Would you copy only the lines below, beginning with the one that contains "Reviewer check: make sure each instance of the rocky" and running through the last entry line?

== == ==

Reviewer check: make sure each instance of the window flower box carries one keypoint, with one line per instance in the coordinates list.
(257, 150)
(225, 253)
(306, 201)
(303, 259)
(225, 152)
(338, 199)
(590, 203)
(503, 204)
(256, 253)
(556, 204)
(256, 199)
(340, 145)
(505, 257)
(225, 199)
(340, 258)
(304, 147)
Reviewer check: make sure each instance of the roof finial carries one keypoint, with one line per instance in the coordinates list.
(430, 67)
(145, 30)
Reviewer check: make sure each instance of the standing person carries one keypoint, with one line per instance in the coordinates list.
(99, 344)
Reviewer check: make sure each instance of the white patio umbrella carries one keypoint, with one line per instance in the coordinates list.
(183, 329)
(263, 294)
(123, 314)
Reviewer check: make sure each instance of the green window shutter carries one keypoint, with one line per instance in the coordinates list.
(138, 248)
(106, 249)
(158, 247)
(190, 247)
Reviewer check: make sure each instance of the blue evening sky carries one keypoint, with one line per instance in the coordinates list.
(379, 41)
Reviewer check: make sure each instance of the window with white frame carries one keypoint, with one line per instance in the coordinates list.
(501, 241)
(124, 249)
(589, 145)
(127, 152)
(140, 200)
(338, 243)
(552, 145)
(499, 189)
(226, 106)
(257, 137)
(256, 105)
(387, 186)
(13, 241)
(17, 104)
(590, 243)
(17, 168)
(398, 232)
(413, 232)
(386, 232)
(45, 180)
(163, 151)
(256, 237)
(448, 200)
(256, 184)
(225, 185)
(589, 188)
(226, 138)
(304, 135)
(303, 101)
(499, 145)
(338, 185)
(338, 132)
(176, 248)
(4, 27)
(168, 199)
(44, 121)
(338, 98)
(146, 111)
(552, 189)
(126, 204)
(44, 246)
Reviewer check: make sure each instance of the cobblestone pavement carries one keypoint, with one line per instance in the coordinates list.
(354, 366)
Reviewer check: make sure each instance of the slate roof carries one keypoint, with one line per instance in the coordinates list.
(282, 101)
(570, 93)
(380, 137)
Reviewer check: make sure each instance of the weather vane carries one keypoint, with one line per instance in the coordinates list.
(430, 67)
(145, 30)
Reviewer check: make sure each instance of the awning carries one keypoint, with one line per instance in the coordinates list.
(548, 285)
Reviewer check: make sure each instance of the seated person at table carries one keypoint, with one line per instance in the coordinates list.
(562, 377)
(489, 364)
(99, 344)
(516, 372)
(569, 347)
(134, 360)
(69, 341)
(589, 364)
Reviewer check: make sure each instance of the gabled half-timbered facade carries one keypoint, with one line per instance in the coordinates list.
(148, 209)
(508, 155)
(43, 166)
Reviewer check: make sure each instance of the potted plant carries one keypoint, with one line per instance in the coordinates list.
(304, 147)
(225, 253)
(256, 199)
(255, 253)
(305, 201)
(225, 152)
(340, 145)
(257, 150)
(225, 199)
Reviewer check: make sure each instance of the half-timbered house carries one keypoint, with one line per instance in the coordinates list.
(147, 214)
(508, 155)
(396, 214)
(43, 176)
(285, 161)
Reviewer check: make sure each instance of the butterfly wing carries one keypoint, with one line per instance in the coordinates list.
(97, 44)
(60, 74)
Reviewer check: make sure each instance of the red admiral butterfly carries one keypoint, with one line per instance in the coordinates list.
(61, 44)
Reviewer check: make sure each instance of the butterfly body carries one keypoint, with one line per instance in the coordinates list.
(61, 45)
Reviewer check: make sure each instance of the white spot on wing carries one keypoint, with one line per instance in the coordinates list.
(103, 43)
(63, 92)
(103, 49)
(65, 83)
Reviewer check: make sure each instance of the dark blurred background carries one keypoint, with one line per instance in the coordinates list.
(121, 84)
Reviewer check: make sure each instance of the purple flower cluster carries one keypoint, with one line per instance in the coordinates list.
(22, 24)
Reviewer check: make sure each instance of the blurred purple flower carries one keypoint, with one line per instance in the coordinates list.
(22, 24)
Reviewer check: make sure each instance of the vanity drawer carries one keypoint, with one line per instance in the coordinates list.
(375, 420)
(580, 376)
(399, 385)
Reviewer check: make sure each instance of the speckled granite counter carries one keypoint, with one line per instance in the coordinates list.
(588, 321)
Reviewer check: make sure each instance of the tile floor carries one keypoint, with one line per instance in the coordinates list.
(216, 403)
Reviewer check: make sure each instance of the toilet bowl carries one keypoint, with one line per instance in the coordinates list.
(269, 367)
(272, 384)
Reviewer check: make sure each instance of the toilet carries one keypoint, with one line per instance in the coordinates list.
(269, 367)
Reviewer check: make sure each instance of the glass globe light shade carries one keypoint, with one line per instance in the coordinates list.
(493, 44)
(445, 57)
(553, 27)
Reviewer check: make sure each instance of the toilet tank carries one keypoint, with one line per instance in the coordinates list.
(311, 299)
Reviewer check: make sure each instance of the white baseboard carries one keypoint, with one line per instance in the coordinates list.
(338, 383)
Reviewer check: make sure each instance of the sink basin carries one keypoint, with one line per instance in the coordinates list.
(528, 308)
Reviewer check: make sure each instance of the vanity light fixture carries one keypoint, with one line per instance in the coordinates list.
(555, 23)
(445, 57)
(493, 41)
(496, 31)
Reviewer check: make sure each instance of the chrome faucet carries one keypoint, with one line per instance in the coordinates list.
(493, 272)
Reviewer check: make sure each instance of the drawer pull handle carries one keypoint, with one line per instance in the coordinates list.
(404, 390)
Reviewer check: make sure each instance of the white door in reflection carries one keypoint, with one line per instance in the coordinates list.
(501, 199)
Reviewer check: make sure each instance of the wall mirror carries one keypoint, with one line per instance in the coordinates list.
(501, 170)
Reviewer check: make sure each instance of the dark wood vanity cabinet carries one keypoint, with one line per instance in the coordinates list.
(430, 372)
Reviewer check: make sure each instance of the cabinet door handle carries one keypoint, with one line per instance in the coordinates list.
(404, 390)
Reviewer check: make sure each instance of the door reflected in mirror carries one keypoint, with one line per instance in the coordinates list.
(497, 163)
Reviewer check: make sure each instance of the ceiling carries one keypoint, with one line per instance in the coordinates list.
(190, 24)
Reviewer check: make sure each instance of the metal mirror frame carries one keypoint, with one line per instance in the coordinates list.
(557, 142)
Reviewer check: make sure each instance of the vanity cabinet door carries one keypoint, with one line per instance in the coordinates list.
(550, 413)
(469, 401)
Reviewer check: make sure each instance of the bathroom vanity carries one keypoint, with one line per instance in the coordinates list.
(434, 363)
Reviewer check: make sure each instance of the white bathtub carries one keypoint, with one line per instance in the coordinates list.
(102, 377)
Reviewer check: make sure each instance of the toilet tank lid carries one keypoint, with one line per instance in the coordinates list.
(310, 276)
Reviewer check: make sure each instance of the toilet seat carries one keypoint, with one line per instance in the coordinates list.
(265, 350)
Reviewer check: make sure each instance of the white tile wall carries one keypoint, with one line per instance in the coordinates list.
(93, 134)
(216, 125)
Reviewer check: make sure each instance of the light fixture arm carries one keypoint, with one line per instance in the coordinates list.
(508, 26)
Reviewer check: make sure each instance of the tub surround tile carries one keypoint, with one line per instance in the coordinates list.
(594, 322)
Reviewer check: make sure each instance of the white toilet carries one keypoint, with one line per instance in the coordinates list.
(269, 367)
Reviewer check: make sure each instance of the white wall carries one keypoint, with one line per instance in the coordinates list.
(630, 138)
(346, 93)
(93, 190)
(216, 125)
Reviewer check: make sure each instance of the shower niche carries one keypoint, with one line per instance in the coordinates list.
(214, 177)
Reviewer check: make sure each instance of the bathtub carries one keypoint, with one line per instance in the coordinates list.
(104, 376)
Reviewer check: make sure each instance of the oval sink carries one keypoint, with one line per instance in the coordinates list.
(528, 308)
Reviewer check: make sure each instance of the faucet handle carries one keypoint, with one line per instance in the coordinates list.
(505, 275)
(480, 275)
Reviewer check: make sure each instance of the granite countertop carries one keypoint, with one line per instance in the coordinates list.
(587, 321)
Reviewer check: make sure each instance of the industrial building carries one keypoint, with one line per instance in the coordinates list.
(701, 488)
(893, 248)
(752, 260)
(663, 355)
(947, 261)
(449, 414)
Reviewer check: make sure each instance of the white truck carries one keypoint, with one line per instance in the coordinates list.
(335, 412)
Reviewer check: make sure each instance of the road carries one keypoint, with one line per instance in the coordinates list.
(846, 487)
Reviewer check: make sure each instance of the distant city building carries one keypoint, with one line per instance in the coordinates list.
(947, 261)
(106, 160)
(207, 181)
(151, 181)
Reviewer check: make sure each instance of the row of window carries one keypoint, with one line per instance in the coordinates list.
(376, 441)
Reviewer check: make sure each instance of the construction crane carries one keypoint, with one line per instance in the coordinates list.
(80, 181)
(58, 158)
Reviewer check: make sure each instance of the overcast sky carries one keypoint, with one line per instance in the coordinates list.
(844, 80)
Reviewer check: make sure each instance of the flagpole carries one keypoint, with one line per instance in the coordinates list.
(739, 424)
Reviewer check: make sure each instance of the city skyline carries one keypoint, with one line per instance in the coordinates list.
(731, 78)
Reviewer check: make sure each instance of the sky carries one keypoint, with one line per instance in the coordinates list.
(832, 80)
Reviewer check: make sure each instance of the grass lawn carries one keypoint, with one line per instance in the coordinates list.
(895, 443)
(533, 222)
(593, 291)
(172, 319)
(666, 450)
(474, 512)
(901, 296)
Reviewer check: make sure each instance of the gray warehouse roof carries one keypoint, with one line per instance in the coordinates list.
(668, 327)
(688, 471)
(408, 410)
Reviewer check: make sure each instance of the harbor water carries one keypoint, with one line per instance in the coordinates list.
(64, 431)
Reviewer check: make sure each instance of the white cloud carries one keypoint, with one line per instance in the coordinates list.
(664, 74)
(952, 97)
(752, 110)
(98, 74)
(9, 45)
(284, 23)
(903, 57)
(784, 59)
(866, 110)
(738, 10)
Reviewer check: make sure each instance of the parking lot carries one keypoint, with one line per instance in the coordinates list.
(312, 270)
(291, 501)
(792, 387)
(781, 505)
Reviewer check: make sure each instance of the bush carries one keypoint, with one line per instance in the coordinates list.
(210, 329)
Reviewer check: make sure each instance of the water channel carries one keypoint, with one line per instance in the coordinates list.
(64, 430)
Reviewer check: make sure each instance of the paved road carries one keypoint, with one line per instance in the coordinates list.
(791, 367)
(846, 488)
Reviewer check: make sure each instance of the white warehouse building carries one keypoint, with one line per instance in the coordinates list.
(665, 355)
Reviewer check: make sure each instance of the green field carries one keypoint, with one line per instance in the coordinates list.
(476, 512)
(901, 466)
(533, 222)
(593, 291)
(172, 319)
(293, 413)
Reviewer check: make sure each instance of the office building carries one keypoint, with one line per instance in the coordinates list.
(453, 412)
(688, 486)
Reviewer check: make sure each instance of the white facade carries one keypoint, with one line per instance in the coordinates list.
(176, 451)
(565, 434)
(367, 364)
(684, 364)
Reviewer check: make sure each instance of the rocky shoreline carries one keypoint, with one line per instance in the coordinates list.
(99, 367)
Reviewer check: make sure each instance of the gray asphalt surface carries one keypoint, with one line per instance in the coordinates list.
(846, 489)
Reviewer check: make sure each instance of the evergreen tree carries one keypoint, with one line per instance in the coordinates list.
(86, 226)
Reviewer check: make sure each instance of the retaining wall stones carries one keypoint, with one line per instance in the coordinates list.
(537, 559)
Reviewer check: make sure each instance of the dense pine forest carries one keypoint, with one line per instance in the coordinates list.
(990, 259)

== == ==

→ ANSWER IN FULL
Reviewer check: make sure each instance of the rocky shoreline carries one keypoint, with one line per instance in the coordinates list.
(99, 367)
Reviewer check: make sure each instance of the gray asphalt surface carries one keypoint, with one line per instance in the coordinates list.
(846, 489)
Reviewer check: make sure each instance of the evergreen tree carries one keypoint, with one line per instance in the coordinates list.
(86, 226)
Reviewer check: make sure each instance of the retaining wall stones carries one keypoint, with one line per instance in the coordinates list.
(537, 559)
Reviewer check: make sure each instance of the dense pine forest carries one keypoint, with one line per instance in the coordinates list.
(990, 259)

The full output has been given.